Prompt: Print the listing below again from the line that contains "Guideline: the keypoint for each instance of the man's neck" onward, keeping every line exact and leaving out the lines before it.

Data for this task:

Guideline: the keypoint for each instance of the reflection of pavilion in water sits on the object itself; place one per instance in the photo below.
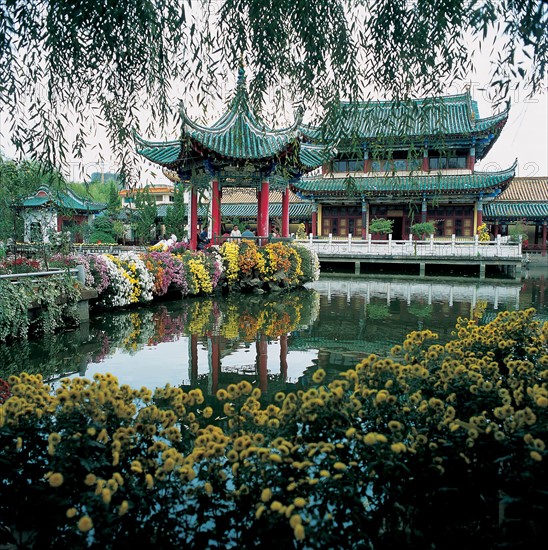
(219, 347)
(431, 292)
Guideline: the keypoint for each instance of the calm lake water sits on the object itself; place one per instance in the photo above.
(275, 341)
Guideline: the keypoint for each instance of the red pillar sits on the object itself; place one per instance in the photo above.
(215, 363)
(258, 212)
(425, 166)
(285, 212)
(283, 356)
(262, 357)
(262, 230)
(193, 357)
(480, 212)
(193, 225)
(215, 212)
(472, 158)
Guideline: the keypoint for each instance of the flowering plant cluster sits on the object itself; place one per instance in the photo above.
(19, 265)
(135, 271)
(119, 291)
(431, 444)
(167, 270)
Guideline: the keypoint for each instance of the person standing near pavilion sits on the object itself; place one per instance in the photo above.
(235, 234)
(248, 233)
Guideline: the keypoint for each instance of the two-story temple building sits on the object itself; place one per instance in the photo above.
(408, 162)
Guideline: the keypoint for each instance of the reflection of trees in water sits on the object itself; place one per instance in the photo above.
(237, 317)
(51, 356)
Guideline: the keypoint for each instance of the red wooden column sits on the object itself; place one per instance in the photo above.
(193, 225)
(283, 356)
(425, 166)
(314, 220)
(263, 207)
(215, 365)
(285, 212)
(262, 358)
(258, 212)
(424, 210)
(365, 221)
(480, 211)
(193, 352)
(215, 211)
(472, 158)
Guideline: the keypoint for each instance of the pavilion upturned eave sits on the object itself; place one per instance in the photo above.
(405, 185)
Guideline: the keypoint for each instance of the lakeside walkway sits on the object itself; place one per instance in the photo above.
(506, 256)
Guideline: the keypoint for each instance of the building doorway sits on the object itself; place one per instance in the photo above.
(397, 228)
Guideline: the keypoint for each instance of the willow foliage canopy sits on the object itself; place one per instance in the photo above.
(81, 63)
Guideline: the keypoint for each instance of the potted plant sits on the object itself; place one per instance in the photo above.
(381, 226)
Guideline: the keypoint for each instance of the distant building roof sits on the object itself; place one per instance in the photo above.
(523, 199)
(67, 199)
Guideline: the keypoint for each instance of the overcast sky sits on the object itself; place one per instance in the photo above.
(524, 137)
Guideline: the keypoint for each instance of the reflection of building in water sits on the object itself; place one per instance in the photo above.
(219, 347)
(431, 292)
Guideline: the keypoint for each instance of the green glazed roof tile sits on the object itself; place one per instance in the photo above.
(377, 185)
(68, 200)
(247, 210)
(516, 210)
(439, 116)
(238, 134)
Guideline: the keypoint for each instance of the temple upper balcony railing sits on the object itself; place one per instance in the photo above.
(431, 248)
(375, 174)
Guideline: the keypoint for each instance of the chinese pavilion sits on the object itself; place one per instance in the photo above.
(48, 210)
(524, 201)
(409, 162)
(237, 151)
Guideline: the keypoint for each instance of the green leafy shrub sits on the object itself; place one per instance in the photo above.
(42, 306)
(420, 230)
(381, 225)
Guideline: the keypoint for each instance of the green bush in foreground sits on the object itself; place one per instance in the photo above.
(432, 447)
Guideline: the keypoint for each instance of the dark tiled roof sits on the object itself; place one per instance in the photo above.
(526, 190)
(62, 199)
(437, 116)
(516, 210)
(404, 185)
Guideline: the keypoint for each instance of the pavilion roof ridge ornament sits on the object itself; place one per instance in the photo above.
(239, 113)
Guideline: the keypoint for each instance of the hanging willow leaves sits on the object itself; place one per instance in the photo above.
(68, 66)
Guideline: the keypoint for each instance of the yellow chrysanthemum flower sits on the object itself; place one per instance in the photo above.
(56, 479)
(85, 524)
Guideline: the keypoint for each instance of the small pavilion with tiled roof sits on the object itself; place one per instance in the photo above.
(408, 161)
(237, 151)
(54, 210)
(525, 201)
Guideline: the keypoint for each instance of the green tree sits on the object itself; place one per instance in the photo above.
(381, 225)
(145, 215)
(176, 218)
(122, 56)
(102, 230)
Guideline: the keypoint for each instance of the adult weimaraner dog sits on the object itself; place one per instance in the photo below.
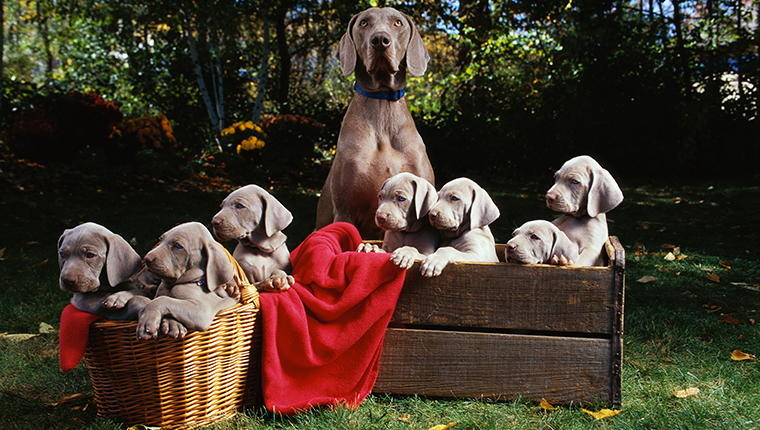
(540, 242)
(583, 191)
(193, 269)
(405, 200)
(98, 265)
(463, 212)
(378, 138)
(256, 219)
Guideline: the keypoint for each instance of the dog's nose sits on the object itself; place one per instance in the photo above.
(381, 40)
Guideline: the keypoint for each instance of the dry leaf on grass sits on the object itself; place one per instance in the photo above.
(443, 426)
(604, 413)
(742, 356)
(68, 398)
(546, 405)
(689, 392)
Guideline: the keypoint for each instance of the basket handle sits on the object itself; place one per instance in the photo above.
(248, 292)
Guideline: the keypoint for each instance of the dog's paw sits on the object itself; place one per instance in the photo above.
(147, 325)
(117, 300)
(433, 265)
(173, 328)
(404, 258)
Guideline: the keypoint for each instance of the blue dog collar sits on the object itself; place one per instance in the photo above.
(380, 95)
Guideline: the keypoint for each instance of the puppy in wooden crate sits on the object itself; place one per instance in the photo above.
(103, 272)
(584, 192)
(462, 213)
(256, 219)
(194, 271)
(402, 213)
(540, 242)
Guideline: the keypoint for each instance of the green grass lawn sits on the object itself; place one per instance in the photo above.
(680, 330)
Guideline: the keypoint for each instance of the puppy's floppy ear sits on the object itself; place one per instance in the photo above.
(275, 216)
(604, 193)
(121, 260)
(425, 197)
(417, 55)
(562, 246)
(483, 211)
(219, 269)
(346, 53)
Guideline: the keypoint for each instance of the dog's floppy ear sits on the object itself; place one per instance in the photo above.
(276, 216)
(219, 269)
(604, 193)
(425, 197)
(417, 55)
(483, 211)
(562, 246)
(121, 260)
(347, 50)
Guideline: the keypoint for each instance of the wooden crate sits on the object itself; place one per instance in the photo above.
(499, 331)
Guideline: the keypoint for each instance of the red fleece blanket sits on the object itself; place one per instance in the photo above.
(323, 337)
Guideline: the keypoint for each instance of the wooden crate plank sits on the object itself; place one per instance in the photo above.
(561, 370)
(510, 296)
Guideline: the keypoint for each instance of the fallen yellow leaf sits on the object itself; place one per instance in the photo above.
(604, 413)
(742, 356)
(689, 392)
(546, 405)
(443, 426)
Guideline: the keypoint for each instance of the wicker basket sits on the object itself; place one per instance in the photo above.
(178, 382)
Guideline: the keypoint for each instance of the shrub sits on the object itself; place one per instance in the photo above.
(62, 126)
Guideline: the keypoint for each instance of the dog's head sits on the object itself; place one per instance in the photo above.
(251, 215)
(188, 253)
(462, 205)
(536, 242)
(91, 257)
(582, 187)
(380, 43)
(405, 200)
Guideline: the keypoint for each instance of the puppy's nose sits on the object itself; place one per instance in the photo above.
(381, 41)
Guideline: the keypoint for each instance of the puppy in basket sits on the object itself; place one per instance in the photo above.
(584, 192)
(540, 242)
(100, 268)
(256, 219)
(462, 212)
(194, 270)
(405, 200)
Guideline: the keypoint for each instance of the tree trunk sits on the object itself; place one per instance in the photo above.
(282, 49)
(263, 71)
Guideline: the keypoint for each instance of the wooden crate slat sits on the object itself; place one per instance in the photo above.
(510, 296)
(561, 370)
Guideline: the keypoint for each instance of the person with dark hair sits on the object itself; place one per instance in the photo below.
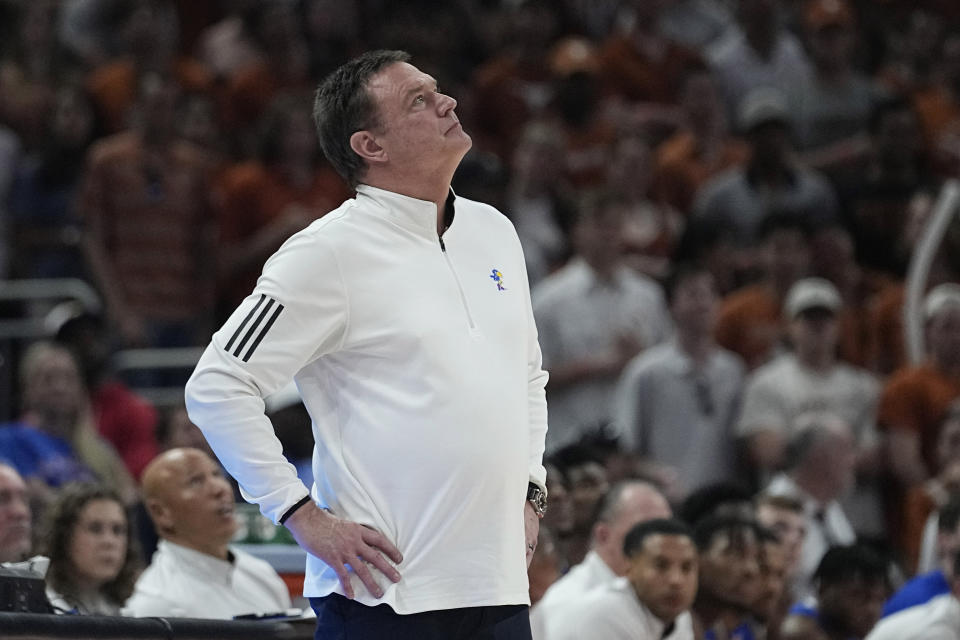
(938, 619)
(783, 515)
(587, 483)
(404, 317)
(851, 586)
(652, 600)
(625, 505)
(720, 498)
(676, 402)
(729, 557)
(93, 557)
(773, 597)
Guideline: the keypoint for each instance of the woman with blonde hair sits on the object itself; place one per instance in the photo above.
(93, 558)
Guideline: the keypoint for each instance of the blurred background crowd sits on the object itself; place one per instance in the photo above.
(718, 201)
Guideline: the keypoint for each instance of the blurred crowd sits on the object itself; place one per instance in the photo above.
(718, 201)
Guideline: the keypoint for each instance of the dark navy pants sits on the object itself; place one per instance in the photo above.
(339, 618)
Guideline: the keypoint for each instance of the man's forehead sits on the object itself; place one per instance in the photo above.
(399, 77)
(181, 462)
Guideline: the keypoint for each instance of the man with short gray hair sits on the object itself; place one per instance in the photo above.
(820, 469)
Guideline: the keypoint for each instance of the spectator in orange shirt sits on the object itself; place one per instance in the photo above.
(638, 64)
(916, 398)
(700, 149)
(264, 201)
(149, 37)
(145, 202)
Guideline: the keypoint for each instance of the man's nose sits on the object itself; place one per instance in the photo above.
(446, 103)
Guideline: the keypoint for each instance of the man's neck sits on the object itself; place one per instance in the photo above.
(217, 549)
(435, 192)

Task output:
Guideline: the keypoint for each instance of the man's neck sits on the object itself; place one per instance in the photo above.
(217, 549)
(435, 192)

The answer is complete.